The strangeness of RFC-2109

Matts on 2006-08-05T14:33:07

Yesterday I had cause to implement cookie parsing and generation within AxKit2. I had browsed a couple of modules for it, but they're all wrapped up in other means of getting the cookie header, so just to be certain I went to the source - the Cookie spec - RFC 2109.

What's very strange is that the cookie spec is only vaguely similar to what people send to the browser and expect back in the perl world.

Things that are different from what I've seen in perl implementations:

  • Expires isn't really valid (it's from the old Netscape implementation). The correct parameter is Max-Age. CGI::Cookie supports this but most other cookie libraries don't.
  • There's a Version attribute which is supposed to be sent in both directions. When it comes back it's $Version. Most cookie libraries will give you access to receive this, but not set it.

• **What needs to be done**
Answer these questions from the post on RFC 2109:
(a) Which RFC did the writer consult as the cookie spec?
(b) Which parameter does the post give as the correct one in place of Expires?
(c) What is the Version attribute called when it comes back?
The entries that come after the post on RFC 2109 are separate material and have no connection to it.

• **Records shown**
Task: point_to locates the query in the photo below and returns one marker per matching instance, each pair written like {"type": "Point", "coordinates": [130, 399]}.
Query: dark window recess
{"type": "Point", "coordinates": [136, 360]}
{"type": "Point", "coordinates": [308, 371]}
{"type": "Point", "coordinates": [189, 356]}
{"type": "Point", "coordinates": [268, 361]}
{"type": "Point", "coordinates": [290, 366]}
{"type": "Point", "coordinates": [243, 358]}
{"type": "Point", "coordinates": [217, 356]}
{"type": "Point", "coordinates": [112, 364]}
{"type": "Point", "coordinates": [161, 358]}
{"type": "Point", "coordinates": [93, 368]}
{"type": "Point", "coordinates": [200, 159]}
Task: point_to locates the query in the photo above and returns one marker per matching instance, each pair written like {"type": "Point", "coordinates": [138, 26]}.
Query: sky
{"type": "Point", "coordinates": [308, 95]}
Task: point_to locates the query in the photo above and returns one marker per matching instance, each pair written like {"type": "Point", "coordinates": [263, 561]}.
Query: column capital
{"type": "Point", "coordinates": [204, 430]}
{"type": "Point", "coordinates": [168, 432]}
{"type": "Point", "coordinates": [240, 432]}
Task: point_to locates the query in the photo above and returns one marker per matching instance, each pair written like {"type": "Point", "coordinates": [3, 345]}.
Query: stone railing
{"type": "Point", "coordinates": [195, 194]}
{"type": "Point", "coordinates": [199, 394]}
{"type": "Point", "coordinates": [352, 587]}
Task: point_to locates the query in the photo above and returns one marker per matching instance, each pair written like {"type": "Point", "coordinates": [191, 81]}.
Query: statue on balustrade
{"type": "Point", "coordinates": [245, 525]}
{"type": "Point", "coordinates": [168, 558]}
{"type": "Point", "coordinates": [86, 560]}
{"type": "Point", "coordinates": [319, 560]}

• **Task solution**
(a) RFC 2109
(b) Max-Age
(c) $Version